§ **Work instructions**:
**1)** In the article on Sacramento's proposed ammunition ordinance, list each piece of personal information that buyers would have to give under McCarty's plan.
**2)** Write the next part of the article on Sacramento's proposed ammunition ordinance, starting after its final sentence.

§ **Extract**:
····················

Of course, guns don’t really kill people, bullets do. And that’s where a second McCarty ordinance comes in. Right now, you have to be age 18 or older to buy rifle ammunition. For handgun ammunition, it’s 21—sort of like cigarettes and beer. If you can’t legally own or purchase a gun—because you have a criminal record, for example—then the law says you can’t legally own or purchase bullets, either. But for practical purposes it doesn’t much matter if you’ve been convicted of a crime, because sellers aren’t required to do a background check for ammo purchases.
McCarty’s ordinance would require the purchaser of ammunition to give up personal information—name, address, brand of ammunition and a thumbprint—every time they buy a box of bullets or shells.
It wouldn’t prevent someone who isn’t supposed to buy bullets from doing so, but that person could be caught later. In fact, Maccoun said that in Los Angeles, where a similar law has been on the books for nearly a decade, about 3 percent of ammunition buyers listed on ammo logs have been people who aren’t allowed to own guns. “We really look at these as investigative tools,” Maccoun said. “We’re looking at any way we can to prevent people from illegally possessing guns.”
Area gun-shop owners counter that the new law won’t do much to prevent crime but will harass law-abiding gun owners.
“It’s just a feel-good, anti-business ordinance that’s not going to do any good,” said Don, manager of the River City Gun Exchange on Fruitridge Avenue. Don insisted that his last name not be used.
He argued that anybody who wanted to get around the law could just drive to a gun dealer in another part of the county, sometimes just a few blocks outside the Sacramento city limits. And he expects that some of his customers will stop buying ammo inside the city limits, just on principle. “It’s an invasion of privacy. Some people will be ok with it, but some of my customers have told me ‘when this goes into effect, you won’t be seeing me around anymore.’” And if his customers start buying ammo at other shops in the county, he said chances are good he’ll lose their business on big-ticket items, as well.

····················

§ **Information**:
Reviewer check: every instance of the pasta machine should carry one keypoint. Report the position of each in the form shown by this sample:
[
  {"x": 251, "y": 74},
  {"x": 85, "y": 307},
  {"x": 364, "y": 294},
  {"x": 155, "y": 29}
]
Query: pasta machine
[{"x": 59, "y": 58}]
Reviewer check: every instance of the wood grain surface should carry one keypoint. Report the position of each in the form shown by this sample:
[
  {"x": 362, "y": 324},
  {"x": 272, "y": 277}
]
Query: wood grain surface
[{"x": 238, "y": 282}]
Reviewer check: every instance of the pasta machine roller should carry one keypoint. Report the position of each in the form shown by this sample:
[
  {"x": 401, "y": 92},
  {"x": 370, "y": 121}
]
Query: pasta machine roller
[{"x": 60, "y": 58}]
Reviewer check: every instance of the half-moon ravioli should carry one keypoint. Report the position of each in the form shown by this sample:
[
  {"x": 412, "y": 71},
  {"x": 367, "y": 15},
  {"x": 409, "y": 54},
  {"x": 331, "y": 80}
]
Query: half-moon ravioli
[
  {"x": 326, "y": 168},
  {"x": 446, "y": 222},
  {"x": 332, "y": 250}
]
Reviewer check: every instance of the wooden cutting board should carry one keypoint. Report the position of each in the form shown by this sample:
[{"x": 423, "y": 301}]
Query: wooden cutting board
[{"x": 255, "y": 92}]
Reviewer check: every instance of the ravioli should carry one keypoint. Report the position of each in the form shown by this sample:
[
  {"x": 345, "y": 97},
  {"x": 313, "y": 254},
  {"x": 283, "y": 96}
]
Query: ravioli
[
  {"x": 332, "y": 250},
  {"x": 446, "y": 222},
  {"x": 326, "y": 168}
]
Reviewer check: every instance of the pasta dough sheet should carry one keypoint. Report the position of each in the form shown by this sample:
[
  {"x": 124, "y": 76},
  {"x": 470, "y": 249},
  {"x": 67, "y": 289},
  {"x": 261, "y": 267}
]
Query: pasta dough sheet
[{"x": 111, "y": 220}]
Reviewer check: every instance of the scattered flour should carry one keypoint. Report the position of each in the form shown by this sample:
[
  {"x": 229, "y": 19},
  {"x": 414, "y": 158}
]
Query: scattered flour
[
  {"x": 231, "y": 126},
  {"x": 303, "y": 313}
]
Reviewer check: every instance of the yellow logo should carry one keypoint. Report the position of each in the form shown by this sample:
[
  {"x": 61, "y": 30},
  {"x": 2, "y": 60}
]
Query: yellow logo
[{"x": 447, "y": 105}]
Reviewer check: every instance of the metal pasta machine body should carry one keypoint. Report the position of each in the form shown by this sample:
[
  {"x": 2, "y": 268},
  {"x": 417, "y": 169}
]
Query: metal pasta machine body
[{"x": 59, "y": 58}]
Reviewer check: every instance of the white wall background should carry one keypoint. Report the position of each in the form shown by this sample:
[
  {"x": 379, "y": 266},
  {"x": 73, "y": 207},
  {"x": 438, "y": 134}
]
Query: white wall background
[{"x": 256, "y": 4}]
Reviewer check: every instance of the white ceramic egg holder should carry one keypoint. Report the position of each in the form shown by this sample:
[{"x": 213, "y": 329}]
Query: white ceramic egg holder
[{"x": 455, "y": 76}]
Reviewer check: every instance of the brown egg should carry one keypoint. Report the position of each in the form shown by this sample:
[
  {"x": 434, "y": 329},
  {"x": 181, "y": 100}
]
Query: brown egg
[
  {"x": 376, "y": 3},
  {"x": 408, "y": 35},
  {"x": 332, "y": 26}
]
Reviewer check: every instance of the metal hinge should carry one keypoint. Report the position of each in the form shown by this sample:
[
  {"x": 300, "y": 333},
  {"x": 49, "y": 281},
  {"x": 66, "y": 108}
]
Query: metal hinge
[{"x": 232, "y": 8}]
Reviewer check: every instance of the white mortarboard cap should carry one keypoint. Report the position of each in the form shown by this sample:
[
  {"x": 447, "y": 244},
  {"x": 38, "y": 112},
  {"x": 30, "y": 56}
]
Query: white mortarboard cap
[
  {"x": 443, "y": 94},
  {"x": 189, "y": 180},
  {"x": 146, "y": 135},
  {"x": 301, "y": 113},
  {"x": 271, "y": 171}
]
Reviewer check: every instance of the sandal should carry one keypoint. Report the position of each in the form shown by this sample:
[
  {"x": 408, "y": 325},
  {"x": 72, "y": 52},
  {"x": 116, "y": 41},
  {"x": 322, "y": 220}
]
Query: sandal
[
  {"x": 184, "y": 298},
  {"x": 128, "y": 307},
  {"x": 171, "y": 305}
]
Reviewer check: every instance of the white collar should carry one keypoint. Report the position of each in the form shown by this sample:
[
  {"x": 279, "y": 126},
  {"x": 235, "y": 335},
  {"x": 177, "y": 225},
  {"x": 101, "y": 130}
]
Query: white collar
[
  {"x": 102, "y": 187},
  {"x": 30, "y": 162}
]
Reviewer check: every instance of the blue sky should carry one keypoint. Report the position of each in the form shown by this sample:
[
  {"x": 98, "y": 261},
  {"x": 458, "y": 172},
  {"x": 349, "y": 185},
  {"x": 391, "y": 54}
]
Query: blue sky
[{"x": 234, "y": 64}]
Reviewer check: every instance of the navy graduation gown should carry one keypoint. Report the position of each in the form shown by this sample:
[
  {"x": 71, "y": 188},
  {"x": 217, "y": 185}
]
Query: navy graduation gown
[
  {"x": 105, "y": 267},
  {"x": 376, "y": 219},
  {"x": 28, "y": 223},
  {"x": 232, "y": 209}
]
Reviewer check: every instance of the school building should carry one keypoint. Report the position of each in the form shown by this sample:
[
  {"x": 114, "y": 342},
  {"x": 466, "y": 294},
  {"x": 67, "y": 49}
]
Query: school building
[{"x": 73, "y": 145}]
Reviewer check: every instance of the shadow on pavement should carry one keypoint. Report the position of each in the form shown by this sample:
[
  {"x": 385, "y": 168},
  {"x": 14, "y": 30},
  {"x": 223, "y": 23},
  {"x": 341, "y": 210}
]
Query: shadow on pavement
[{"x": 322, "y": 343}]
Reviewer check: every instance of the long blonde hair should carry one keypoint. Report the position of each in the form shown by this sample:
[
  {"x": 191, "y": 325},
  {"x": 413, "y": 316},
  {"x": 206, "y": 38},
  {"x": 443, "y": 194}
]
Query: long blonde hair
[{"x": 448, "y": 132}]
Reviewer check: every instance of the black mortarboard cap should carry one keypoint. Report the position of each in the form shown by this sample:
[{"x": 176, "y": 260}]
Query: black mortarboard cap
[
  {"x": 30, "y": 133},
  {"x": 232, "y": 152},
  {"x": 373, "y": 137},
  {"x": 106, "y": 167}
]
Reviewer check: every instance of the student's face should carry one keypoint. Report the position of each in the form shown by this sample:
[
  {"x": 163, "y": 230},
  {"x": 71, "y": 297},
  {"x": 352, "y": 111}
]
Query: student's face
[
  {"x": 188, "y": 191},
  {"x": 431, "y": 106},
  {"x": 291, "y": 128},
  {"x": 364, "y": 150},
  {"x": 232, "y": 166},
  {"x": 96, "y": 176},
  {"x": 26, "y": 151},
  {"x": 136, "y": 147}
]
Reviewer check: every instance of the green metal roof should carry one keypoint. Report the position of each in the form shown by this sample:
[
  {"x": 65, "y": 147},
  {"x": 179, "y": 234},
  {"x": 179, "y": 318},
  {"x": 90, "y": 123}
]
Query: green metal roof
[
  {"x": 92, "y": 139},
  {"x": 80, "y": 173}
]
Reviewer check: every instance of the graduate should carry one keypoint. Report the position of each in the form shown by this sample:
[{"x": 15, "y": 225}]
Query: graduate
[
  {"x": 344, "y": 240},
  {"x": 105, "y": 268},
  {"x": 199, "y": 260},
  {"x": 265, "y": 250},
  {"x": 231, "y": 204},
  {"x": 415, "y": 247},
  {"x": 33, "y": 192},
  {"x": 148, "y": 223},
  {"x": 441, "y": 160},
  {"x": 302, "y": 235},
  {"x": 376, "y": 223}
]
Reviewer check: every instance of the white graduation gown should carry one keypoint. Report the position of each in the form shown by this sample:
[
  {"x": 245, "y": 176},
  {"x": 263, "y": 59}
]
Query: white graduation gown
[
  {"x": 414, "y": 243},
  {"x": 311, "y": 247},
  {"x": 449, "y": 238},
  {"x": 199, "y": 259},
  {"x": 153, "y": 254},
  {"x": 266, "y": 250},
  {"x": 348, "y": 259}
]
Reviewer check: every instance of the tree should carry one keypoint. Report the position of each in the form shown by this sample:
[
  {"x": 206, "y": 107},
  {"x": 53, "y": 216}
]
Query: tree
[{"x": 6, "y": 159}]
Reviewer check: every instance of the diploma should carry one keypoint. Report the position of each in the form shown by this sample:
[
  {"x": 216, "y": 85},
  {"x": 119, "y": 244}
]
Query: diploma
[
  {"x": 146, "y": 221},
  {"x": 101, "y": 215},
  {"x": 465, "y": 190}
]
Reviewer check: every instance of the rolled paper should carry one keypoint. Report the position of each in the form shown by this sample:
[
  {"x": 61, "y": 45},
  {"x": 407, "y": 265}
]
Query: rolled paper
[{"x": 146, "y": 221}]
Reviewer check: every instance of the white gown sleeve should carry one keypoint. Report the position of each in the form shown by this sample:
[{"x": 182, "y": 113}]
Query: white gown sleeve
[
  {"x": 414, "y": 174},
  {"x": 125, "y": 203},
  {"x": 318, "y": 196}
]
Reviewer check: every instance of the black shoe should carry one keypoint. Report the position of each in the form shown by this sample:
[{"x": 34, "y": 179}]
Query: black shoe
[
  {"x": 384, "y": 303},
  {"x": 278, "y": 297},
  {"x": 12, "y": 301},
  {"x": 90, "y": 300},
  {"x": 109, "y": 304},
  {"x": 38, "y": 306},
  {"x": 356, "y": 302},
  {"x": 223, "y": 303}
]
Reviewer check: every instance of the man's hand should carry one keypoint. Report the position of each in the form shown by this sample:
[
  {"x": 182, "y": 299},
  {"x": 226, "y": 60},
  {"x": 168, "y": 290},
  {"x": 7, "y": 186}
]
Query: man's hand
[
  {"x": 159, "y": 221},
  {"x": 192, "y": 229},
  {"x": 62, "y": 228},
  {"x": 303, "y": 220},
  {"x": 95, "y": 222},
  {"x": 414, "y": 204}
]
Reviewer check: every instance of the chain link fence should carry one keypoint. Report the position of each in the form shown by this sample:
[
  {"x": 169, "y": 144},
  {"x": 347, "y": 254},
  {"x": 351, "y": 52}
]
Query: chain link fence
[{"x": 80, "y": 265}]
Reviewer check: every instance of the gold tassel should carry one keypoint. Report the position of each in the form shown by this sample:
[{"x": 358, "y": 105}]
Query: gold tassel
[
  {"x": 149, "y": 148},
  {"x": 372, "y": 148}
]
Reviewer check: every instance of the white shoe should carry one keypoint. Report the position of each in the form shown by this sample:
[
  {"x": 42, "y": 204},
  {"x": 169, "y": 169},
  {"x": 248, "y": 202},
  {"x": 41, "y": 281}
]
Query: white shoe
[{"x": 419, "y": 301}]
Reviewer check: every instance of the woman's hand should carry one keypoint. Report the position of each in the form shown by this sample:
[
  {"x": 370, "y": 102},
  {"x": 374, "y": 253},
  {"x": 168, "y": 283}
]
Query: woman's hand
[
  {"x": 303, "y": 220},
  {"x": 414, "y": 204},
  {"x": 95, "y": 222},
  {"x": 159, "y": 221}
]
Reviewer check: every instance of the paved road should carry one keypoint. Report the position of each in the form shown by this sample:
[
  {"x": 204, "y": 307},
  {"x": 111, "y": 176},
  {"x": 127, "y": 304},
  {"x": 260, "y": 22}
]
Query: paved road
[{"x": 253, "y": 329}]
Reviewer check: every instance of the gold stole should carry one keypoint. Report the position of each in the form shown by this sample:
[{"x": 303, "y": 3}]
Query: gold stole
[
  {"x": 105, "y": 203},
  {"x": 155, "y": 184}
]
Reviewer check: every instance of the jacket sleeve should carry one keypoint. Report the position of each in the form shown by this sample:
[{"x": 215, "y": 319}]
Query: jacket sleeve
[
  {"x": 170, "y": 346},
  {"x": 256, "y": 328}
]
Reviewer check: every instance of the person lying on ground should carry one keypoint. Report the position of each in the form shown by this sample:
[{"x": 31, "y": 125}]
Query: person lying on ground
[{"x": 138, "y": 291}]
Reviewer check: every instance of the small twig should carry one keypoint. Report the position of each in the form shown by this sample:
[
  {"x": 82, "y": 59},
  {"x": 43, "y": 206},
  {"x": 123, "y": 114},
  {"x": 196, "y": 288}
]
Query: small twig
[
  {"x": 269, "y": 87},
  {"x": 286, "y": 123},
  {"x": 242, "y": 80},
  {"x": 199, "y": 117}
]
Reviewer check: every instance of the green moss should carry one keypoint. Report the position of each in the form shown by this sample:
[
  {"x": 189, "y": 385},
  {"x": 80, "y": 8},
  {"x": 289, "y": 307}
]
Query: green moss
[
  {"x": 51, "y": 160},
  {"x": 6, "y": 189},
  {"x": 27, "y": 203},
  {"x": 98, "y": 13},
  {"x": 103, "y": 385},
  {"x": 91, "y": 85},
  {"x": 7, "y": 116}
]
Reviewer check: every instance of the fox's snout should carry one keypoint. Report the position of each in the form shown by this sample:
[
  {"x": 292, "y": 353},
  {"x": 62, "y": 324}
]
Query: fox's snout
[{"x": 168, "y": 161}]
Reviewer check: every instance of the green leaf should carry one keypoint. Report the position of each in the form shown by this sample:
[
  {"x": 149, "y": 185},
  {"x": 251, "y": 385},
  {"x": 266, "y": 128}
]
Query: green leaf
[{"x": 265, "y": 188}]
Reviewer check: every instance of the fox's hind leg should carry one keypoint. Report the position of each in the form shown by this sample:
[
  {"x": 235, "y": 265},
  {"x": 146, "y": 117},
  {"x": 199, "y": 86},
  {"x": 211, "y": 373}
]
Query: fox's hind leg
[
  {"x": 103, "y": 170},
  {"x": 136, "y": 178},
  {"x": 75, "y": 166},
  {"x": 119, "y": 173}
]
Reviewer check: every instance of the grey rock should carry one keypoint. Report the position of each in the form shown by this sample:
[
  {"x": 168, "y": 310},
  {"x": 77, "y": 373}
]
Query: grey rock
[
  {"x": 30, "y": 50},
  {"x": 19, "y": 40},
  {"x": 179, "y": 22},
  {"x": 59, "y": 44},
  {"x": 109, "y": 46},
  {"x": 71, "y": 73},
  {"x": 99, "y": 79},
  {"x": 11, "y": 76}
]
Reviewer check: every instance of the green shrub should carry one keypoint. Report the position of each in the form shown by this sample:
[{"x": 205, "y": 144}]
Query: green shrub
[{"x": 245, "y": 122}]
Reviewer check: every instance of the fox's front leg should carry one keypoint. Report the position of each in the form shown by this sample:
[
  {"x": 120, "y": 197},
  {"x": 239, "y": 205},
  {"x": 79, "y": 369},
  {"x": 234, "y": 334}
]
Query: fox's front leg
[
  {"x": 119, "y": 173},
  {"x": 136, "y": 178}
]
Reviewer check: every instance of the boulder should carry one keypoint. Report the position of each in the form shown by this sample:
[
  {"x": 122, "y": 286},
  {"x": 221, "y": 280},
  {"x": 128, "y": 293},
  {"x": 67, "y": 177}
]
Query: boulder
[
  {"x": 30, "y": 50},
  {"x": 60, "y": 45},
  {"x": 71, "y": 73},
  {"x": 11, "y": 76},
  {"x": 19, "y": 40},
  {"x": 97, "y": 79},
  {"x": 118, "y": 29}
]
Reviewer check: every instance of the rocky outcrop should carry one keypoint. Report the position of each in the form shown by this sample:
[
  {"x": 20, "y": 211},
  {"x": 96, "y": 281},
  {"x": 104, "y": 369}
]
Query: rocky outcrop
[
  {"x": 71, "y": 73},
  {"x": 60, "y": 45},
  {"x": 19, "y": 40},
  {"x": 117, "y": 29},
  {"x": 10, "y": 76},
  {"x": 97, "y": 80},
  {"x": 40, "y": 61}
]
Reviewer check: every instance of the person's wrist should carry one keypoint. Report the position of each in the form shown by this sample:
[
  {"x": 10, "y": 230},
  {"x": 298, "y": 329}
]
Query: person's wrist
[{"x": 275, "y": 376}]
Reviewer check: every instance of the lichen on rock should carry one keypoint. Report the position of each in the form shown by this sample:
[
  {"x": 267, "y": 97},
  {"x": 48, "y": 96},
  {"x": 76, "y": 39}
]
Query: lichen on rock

····················

§ **Replies**:
**1)** Name, address, brand of ammunition, thumbprint

**2)**
“I don’t think they really care what happens to the businesses. They’re just concerned about having a vote that makes them look tough on crime.”
Even though Maccoun estimates that the law would add about two minutes to an ammunition purchase, the proposed rule has annoyed hunting groups. “It’s just one more burden on the wrong folks,” said Robert McLandress with the California Waterfowl Association. Most hunters, he said, already provide detailed personal information when purchasing firearms or applying for hunting permits. The ammo-log rules would require an avid hunter to fill out forms several times over the course of the hunting season. “It’s becoming more and more difficult for people to take up hunting and outdoor sports, and to enjoy the outdoors.”
But supporters of the new laws argue that the burden is a small one. Amanda Wilcox lost her daughter Laura in 2001, when a mentally ill man shot her to death at the Nevada City outpatient mental-health clinic where Laura worked. “If you are a law-abiding citizen, you aren’t going to be impacted beyond a little extra time and inconvenience,” Wilcox said. Today, Amanda and her husband, Nick, head up the local chapter of the Brady Campaign to Prevent Gun Violence, and they are strong supporters of the proposed Sacramento ordinances. “Better a little red tape than a lot of yellow crime tape,” said Wilcox.
The Sacramento City Council is expected to vote on both ordinances on August 9.